- Text passage

########

ClickhouseRuby
A lightweight Ruby client for ClickHouse with optional ActiveRecord integration.
Why ClickhouseRuby?
ClickhouseRuby is designed from the ground up with production reliability and developer experience in mind. Here's what sets it apart:
🔒 Security & Reliability
- SSL verification enabled by default - Secure by default, unlike alternatives that require explicit configuration
- Never silently fails - All errors are properly raised and propagated (fixes clickhouse-activerecord #230)
- Comprehensive error hierarchy - 30+ specific error classes mapped from ClickHouse error codes
⚡ Performance & Architecture
- Zero runtime dependencies - Uses only Ruby stdlib, making it lightweight and fully auditable
- AST-based type parser - Handles complex nested types correctly (Array(Tuple(String, UInt64)), etc.) unlike regex-based parsers
- Thread-safe connection pooling - Built-in pool with health checks and proper resource management
- Result streaming - Process millions of rows with constant memory usage
🛠️ Developer Experience
- Clean, intuitive API - Simple methods for queries, inserts, and DDL operations
- Optional ActiveRecord integration - Familiar model-based access when you need it
- ClickHouse-specific query extensions - PREWHERE, FINAL, SAMPLE, and SETTINGS DSL built-in
- Comprehensive type system - Full support for all ClickHouse types including Nullable, Array, Map, Tuple, Enum, Decimal
📊 Production Ready
- Automatic retries - Configurable exponential backoff for transient failures
- HTTP compression - Reduce bandwidth for large payloads
- Connection health monitoring - Pool statistics and health checks
- Extensive test coverage - 80%+ coverage with both unit and integration tests
Features
Core (v0.1.0)

########

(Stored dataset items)
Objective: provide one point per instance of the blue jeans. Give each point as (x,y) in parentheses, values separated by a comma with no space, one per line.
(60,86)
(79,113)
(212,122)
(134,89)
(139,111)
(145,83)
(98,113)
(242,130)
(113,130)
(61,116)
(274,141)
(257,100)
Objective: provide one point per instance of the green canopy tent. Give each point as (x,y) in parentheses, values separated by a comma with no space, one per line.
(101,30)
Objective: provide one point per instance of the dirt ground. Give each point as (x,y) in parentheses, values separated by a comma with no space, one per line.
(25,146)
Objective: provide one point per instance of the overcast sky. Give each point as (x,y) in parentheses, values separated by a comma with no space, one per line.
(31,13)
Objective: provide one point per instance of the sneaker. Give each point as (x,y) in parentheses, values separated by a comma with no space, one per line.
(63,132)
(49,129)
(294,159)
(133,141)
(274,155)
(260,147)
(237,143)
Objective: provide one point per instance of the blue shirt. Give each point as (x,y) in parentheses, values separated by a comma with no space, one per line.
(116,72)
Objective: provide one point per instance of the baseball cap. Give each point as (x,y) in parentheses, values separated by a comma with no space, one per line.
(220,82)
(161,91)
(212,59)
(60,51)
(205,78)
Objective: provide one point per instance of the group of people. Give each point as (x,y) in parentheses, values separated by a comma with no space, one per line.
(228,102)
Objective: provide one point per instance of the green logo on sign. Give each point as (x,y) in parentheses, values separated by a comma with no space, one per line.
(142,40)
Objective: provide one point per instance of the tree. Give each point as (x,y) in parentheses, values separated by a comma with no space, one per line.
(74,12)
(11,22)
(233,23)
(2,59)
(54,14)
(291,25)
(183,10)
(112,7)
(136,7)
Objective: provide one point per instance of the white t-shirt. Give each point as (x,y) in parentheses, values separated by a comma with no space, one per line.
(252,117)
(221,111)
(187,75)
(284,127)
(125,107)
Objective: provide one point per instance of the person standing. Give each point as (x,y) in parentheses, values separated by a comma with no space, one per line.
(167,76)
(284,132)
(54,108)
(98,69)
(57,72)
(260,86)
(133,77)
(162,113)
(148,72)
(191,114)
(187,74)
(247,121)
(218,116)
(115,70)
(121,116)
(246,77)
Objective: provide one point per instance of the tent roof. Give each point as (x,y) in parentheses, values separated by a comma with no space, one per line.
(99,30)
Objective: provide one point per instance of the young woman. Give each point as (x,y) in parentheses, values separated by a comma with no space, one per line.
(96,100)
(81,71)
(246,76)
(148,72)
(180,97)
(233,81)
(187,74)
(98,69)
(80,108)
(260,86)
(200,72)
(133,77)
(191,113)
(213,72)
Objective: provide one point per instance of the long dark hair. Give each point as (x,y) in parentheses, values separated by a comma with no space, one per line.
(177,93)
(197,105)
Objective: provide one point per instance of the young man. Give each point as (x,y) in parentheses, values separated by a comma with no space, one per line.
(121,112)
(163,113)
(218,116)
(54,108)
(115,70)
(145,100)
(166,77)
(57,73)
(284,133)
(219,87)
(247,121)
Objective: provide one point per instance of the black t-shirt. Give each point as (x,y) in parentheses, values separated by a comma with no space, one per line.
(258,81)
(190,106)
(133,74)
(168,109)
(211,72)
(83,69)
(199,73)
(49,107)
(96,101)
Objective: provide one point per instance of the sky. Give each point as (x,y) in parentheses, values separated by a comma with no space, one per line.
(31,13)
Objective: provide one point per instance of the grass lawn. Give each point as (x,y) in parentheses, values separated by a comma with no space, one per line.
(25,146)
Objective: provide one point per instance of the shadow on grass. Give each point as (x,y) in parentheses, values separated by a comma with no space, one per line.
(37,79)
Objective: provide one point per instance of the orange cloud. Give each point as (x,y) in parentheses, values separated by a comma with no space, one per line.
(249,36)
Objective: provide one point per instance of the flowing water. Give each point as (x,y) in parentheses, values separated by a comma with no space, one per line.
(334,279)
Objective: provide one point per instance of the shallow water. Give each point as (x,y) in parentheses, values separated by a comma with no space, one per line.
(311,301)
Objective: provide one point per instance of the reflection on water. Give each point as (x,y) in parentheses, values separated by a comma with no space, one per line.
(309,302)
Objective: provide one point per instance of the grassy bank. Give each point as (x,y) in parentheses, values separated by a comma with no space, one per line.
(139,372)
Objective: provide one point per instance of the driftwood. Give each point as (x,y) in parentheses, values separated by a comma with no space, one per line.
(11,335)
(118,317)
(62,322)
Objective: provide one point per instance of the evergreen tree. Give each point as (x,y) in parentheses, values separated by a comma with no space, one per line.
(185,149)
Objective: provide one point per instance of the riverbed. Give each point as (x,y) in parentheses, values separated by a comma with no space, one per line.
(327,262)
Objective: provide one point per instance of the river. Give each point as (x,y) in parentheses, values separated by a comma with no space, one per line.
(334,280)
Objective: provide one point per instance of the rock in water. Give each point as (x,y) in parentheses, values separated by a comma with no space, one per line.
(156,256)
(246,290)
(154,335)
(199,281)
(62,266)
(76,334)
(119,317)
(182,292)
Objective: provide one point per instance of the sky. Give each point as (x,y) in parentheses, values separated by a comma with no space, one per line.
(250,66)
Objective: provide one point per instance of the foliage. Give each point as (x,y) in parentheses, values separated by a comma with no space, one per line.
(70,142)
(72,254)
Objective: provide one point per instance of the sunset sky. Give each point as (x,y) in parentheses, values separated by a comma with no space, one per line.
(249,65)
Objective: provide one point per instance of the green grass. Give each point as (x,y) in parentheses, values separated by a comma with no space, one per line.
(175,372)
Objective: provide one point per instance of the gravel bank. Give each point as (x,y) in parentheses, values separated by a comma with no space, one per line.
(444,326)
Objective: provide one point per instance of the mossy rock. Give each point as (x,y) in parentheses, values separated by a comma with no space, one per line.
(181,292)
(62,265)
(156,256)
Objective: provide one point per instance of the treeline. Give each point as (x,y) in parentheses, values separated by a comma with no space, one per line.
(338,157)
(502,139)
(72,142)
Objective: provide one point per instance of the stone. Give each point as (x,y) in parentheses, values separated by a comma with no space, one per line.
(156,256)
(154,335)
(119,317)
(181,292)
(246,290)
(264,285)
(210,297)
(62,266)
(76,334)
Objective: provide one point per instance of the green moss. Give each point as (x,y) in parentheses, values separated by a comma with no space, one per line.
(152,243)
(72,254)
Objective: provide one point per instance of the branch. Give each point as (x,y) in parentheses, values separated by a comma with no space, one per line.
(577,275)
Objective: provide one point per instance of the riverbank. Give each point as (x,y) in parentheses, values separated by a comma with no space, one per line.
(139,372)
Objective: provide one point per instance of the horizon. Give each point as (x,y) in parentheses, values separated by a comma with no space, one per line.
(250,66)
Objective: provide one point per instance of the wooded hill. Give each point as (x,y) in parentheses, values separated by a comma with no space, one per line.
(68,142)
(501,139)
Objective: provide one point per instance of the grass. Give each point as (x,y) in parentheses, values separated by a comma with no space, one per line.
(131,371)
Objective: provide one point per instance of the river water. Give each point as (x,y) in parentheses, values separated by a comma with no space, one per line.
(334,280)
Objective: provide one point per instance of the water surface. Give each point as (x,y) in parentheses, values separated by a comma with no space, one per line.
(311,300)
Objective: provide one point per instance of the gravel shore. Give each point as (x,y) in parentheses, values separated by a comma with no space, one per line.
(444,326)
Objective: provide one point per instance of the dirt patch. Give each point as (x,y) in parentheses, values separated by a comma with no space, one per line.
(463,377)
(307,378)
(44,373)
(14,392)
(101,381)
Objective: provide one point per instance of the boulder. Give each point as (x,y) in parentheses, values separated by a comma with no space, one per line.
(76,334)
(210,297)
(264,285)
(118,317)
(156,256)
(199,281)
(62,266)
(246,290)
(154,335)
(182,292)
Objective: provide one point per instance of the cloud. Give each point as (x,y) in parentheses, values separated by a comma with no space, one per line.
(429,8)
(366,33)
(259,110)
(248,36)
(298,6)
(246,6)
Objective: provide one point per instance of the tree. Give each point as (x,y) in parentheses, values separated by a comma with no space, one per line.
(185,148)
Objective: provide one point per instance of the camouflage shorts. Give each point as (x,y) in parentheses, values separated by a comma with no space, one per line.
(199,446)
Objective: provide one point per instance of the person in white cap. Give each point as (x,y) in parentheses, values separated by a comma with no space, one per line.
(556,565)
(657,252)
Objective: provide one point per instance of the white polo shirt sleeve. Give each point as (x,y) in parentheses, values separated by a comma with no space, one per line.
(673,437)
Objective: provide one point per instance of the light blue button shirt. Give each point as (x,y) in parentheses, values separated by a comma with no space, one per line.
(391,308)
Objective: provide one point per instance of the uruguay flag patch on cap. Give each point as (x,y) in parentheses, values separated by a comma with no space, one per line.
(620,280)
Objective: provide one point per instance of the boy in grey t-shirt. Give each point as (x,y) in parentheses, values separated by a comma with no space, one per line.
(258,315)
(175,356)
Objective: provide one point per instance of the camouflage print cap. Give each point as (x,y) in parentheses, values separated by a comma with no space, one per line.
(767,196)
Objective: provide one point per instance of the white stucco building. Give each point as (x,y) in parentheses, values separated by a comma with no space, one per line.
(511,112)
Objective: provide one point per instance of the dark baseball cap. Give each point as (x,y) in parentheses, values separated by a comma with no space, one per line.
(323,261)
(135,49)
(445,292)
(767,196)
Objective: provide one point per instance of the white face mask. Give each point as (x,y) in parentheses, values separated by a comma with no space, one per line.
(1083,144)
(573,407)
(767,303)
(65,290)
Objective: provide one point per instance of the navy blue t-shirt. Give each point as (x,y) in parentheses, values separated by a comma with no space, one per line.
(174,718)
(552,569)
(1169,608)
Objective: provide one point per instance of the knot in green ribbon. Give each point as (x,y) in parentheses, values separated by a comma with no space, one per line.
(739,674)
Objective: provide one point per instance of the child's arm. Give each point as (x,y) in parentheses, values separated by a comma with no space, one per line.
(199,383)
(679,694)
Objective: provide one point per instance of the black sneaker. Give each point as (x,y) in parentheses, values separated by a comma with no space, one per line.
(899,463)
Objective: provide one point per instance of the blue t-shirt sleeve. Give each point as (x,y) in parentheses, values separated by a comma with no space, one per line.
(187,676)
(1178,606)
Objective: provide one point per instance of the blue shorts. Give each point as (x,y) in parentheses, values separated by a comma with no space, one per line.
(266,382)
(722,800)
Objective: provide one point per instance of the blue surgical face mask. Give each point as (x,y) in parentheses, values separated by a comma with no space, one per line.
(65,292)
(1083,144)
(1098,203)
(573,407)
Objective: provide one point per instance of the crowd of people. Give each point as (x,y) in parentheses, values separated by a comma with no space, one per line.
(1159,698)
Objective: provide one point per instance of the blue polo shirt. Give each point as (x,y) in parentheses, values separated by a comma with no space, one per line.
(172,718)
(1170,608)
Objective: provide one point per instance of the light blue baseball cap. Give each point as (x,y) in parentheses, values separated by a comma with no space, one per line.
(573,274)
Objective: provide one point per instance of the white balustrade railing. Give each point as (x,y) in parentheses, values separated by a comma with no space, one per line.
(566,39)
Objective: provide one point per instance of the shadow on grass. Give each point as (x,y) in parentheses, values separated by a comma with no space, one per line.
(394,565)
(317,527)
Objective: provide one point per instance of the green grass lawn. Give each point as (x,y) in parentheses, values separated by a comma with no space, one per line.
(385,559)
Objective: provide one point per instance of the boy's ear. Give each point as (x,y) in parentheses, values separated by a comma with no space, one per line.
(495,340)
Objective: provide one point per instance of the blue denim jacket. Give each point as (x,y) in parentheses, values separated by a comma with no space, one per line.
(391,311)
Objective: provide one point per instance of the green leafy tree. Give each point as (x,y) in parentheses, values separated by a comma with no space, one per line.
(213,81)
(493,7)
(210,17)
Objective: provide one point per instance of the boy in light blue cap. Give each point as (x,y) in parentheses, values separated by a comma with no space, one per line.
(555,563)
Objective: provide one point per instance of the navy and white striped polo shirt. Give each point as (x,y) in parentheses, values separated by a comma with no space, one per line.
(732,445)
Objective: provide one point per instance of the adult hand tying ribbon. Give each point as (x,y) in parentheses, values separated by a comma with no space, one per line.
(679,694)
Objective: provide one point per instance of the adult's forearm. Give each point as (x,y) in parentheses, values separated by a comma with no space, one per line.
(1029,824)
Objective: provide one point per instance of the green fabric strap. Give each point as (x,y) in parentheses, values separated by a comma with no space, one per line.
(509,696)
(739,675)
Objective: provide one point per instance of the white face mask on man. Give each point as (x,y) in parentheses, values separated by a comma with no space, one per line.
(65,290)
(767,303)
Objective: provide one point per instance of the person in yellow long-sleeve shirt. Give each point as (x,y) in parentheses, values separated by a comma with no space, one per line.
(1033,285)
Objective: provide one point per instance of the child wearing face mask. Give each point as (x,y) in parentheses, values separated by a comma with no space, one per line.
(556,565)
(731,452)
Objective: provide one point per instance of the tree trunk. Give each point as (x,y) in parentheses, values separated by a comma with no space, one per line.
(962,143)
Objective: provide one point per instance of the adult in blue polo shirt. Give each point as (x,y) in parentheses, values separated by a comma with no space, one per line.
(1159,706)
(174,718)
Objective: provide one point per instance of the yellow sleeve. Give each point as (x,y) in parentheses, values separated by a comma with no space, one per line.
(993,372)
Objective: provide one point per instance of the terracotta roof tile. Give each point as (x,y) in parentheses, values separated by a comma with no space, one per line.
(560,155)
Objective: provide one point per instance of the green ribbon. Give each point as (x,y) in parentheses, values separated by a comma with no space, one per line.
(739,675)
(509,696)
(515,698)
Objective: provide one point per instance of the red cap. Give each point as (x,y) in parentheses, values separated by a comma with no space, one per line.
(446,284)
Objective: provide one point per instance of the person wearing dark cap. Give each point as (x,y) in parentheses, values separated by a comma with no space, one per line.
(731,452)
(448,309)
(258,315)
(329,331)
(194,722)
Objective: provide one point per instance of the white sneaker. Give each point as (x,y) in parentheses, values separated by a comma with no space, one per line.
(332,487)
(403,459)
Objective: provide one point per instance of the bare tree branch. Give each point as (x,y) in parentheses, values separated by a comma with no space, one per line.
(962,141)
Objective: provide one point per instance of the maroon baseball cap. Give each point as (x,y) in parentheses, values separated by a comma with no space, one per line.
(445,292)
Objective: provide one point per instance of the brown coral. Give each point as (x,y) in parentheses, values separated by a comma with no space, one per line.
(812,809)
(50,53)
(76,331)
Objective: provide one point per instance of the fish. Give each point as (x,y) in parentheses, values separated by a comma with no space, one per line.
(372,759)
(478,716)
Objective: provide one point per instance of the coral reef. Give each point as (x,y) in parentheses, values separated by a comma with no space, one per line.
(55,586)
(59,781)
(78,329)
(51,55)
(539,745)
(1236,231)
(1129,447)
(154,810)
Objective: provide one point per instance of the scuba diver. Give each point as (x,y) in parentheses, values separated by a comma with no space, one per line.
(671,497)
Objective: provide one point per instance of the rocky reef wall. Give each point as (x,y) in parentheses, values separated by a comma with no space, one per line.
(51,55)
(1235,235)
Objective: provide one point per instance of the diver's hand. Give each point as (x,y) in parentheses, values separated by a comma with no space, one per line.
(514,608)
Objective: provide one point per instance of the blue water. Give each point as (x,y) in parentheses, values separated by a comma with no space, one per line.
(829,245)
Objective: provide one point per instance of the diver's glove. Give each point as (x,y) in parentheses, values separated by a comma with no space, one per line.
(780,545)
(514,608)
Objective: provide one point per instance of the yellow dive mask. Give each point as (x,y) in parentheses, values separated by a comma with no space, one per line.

########

- Goal
What is the Spanish translation of this sentence from the ClickhouseRuby overview: "ClickhouseRuby is designed from the ground up with production reliability and developer experience in mind."? None of the entries are needed.

- Result of this exercise
ClickhouseRuby está diseñado desde cero pensando en la fiabilidad en producción y en la experiencia del desarrollador.